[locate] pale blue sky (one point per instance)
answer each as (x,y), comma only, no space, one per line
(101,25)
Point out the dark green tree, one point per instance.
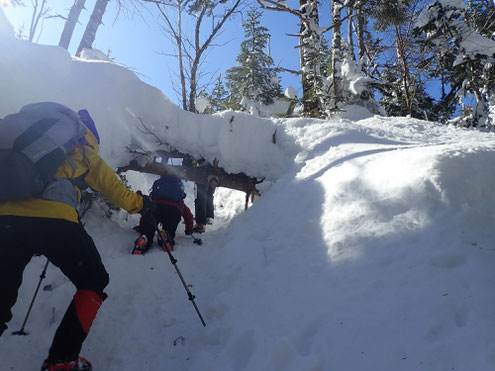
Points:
(256, 77)
(218, 97)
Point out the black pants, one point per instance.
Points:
(203, 205)
(67, 246)
(167, 215)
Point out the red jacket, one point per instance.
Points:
(184, 211)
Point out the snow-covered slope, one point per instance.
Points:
(371, 250)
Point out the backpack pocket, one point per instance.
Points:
(19, 178)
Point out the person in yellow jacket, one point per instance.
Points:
(50, 226)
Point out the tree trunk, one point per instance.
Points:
(94, 22)
(310, 49)
(39, 12)
(70, 23)
(360, 29)
(350, 39)
(337, 55)
(181, 56)
(240, 182)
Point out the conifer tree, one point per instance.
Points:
(256, 78)
(218, 97)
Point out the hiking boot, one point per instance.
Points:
(166, 238)
(199, 228)
(80, 364)
(141, 245)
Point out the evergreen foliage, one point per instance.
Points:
(466, 58)
(218, 97)
(255, 79)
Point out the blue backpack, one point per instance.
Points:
(33, 144)
(168, 188)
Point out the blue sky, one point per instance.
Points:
(137, 43)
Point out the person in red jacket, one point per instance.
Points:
(168, 195)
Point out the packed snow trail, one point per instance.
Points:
(375, 252)
(372, 247)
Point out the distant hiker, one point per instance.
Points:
(50, 144)
(168, 195)
(204, 209)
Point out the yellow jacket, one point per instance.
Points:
(99, 177)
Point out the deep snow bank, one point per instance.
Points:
(126, 109)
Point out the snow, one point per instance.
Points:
(371, 247)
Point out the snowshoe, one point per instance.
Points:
(167, 241)
(141, 245)
(199, 228)
(80, 364)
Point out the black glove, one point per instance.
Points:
(148, 205)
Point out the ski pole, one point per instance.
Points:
(197, 241)
(42, 275)
(174, 263)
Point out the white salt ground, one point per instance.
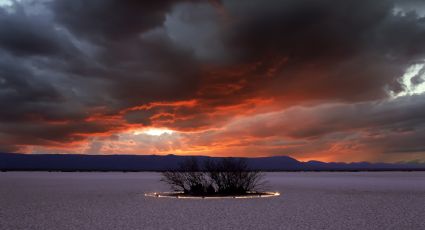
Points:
(316, 200)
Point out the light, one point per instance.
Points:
(153, 131)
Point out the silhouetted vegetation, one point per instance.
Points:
(227, 176)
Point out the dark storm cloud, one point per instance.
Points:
(110, 19)
(104, 57)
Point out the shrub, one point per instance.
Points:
(227, 176)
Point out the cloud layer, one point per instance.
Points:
(324, 80)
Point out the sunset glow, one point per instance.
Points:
(314, 80)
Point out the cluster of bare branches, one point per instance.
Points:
(227, 176)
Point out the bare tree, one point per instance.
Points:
(227, 176)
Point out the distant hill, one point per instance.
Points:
(73, 162)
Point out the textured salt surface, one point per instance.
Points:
(360, 200)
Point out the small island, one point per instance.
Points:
(224, 178)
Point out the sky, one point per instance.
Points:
(324, 80)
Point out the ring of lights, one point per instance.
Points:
(184, 196)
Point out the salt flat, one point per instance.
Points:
(313, 200)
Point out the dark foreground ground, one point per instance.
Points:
(313, 200)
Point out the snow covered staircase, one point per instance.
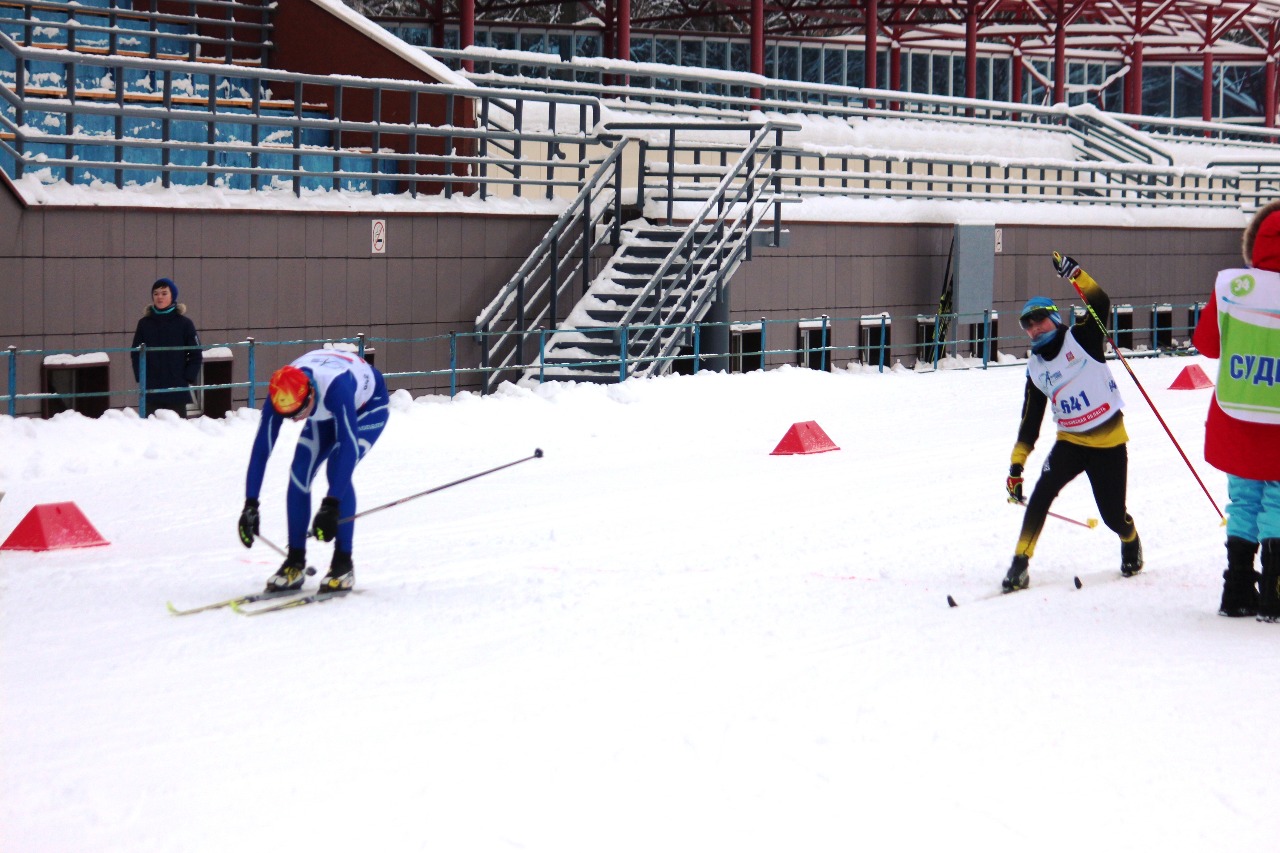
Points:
(603, 297)
(649, 277)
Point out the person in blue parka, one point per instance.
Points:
(165, 327)
(343, 401)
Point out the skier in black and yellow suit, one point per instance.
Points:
(1068, 372)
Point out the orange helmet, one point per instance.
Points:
(289, 389)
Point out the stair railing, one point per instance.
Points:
(713, 245)
(530, 301)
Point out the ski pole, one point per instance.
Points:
(273, 546)
(1070, 270)
(1087, 523)
(536, 454)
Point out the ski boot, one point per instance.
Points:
(1269, 588)
(291, 574)
(1018, 576)
(342, 573)
(1130, 556)
(1239, 580)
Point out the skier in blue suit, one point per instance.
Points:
(344, 402)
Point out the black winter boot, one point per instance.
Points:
(1130, 556)
(1269, 588)
(342, 573)
(1239, 580)
(291, 574)
(1018, 576)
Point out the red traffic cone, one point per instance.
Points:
(49, 527)
(1191, 378)
(805, 437)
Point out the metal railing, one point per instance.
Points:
(124, 132)
(698, 91)
(224, 31)
(867, 342)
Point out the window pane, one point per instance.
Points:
(1157, 83)
(1188, 92)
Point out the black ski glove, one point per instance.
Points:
(325, 524)
(1014, 484)
(248, 521)
(1065, 265)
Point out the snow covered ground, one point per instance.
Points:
(658, 637)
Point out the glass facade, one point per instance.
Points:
(1168, 90)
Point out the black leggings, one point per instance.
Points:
(1107, 469)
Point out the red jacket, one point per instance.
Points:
(1234, 446)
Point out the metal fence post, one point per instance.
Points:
(822, 354)
(622, 359)
(542, 355)
(986, 338)
(13, 379)
(764, 347)
(881, 357)
(142, 379)
(252, 370)
(453, 364)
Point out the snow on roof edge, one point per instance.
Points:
(401, 48)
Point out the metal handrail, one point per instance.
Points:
(120, 109)
(714, 240)
(526, 301)
(256, 33)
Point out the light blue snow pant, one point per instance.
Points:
(1253, 509)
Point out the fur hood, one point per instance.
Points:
(1251, 232)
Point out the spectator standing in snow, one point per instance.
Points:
(343, 401)
(1068, 366)
(1240, 328)
(165, 324)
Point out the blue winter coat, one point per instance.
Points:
(172, 368)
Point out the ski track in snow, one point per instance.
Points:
(657, 637)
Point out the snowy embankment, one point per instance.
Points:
(657, 637)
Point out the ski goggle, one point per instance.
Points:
(1037, 315)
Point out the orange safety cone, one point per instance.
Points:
(805, 437)
(1192, 378)
(49, 527)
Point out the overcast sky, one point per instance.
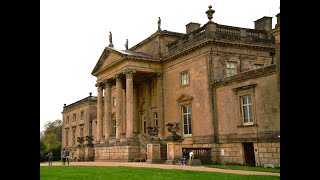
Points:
(73, 34)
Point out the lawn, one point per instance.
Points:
(107, 172)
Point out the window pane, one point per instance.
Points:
(250, 111)
(185, 129)
(244, 99)
(184, 109)
(185, 119)
(245, 112)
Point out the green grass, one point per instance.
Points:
(107, 172)
(247, 168)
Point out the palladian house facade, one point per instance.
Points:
(220, 84)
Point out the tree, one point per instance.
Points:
(50, 138)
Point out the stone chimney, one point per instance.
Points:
(264, 23)
(191, 27)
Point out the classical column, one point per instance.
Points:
(160, 105)
(148, 103)
(99, 113)
(107, 111)
(129, 102)
(118, 107)
(136, 108)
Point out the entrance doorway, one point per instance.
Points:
(144, 123)
(249, 154)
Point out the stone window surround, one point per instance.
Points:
(184, 100)
(188, 77)
(245, 90)
(254, 63)
(82, 114)
(114, 101)
(74, 117)
(237, 62)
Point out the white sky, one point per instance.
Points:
(73, 34)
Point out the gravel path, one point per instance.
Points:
(164, 166)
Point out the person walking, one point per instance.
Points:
(50, 156)
(63, 156)
(67, 156)
(185, 157)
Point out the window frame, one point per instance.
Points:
(81, 131)
(236, 66)
(189, 123)
(82, 115)
(243, 106)
(67, 137)
(74, 136)
(260, 64)
(114, 101)
(187, 72)
(239, 93)
(185, 100)
(156, 118)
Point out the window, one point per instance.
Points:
(81, 131)
(114, 101)
(67, 137)
(144, 119)
(186, 116)
(114, 127)
(155, 118)
(245, 103)
(256, 66)
(246, 109)
(82, 114)
(231, 68)
(185, 78)
(73, 137)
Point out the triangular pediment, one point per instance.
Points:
(184, 98)
(107, 58)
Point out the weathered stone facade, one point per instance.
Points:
(221, 83)
(78, 121)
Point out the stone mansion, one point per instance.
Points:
(220, 83)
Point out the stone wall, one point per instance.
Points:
(117, 153)
(268, 154)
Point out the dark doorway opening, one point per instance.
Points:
(249, 154)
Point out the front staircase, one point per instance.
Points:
(142, 139)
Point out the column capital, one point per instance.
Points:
(117, 77)
(99, 84)
(129, 72)
(107, 83)
(159, 75)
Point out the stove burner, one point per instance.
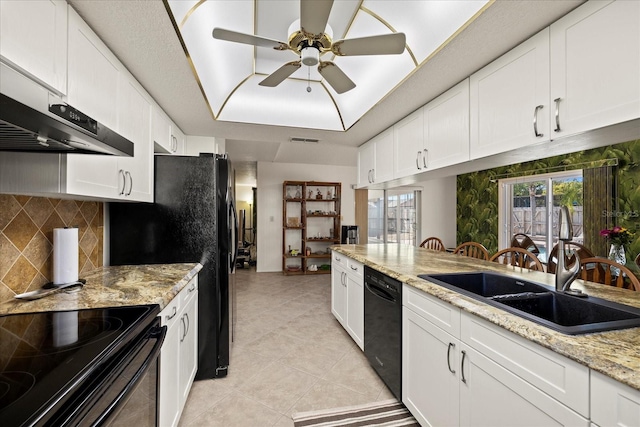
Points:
(13, 385)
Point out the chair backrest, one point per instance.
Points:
(569, 258)
(473, 250)
(518, 257)
(433, 243)
(523, 241)
(608, 272)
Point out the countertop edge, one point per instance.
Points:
(570, 346)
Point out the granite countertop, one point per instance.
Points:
(615, 354)
(115, 286)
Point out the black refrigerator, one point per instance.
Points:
(192, 219)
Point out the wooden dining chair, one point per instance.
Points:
(433, 243)
(518, 257)
(473, 250)
(603, 270)
(571, 248)
(520, 240)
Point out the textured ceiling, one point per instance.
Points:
(141, 35)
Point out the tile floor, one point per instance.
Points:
(290, 355)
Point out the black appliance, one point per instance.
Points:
(383, 327)
(81, 367)
(193, 219)
(32, 119)
(350, 234)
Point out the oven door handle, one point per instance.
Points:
(380, 292)
(157, 333)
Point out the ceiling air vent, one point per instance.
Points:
(304, 140)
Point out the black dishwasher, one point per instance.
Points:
(383, 327)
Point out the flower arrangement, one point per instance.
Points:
(617, 235)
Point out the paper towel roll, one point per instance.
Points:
(65, 255)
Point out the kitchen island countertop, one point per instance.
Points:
(615, 354)
(115, 286)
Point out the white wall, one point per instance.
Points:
(439, 210)
(269, 222)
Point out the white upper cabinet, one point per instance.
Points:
(509, 100)
(375, 159)
(408, 137)
(34, 40)
(595, 67)
(446, 128)
(162, 137)
(93, 74)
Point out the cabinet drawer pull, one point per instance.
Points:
(464, 355)
(557, 102)
(535, 121)
(173, 313)
(451, 345)
(124, 182)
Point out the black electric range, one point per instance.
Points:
(55, 366)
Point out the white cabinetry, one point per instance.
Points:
(375, 159)
(595, 64)
(178, 357)
(461, 370)
(509, 100)
(34, 40)
(408, 141)
(93, 74)
(446, 128)
(613, 403)
(347, 295)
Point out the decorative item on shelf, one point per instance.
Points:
(618, 236)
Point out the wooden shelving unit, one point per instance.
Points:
(310, 225)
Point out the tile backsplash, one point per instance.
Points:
(26, 239)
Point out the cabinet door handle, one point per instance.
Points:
(173, 314)
(451, 345)
(557, 102)
(124, 181)
(127, 173)
(464, 355)
(535, 121)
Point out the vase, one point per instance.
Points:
(616, 253)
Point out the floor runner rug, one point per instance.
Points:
(384, 413)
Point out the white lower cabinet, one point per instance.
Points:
(460, 370)
(613, 403)
(178, 357)
(347, 295)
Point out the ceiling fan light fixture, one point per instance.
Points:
(310, 56)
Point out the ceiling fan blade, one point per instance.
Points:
(278, 76)
(314, 15)
(335, 77)
(234, 36)
(386, 44)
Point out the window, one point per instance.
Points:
(393, 216)
(530, 205)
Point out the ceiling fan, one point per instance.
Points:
(311, 41)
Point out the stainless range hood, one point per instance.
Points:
(32, 119)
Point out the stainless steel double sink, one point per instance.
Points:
(541, 303)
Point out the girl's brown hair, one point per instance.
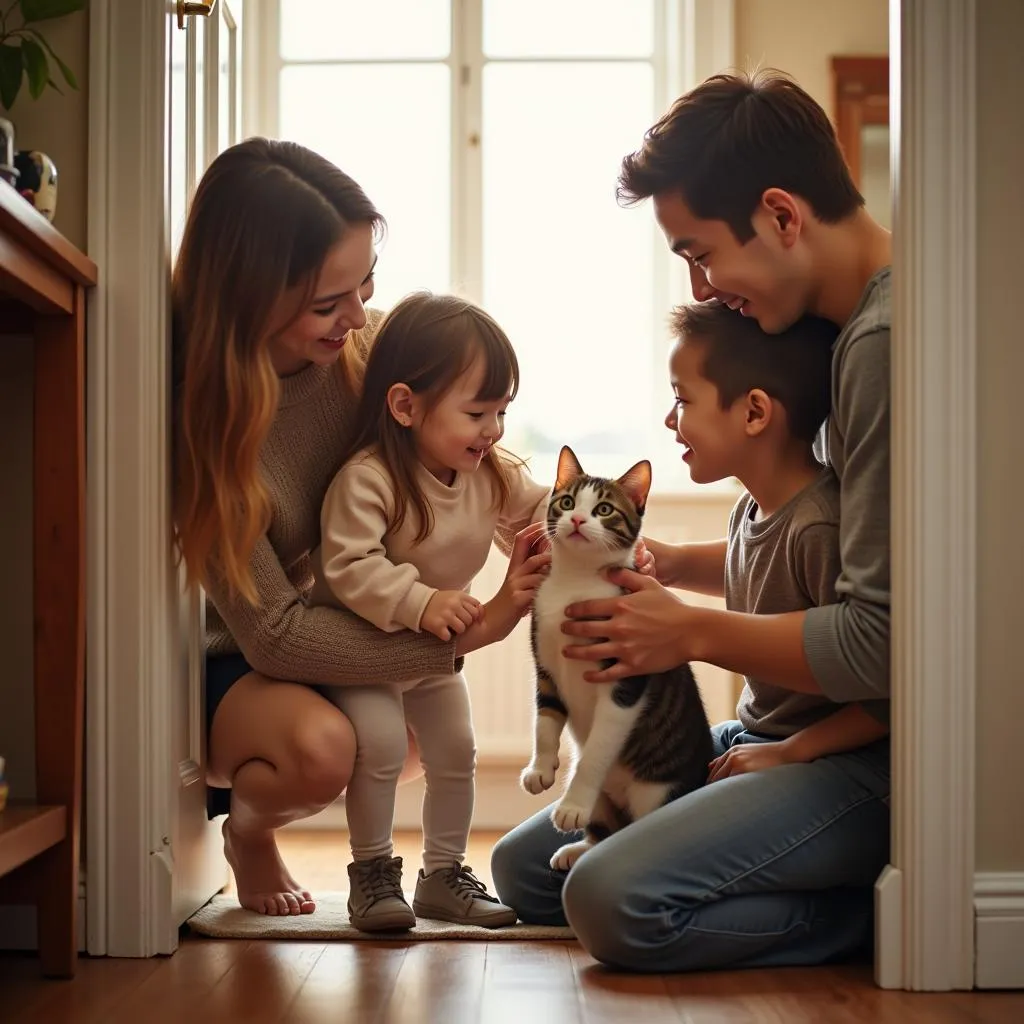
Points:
(427, 342)
(264, 217)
==================================================
Exercise goal
Every line containing the string "ground" should be pulled from the listing and copied.

Solution for this exercise
Point out the white salt ground, one point per instance.
Point out the dark foreground ground, one point per instance.
Point out the snow covered ground, one point per instance.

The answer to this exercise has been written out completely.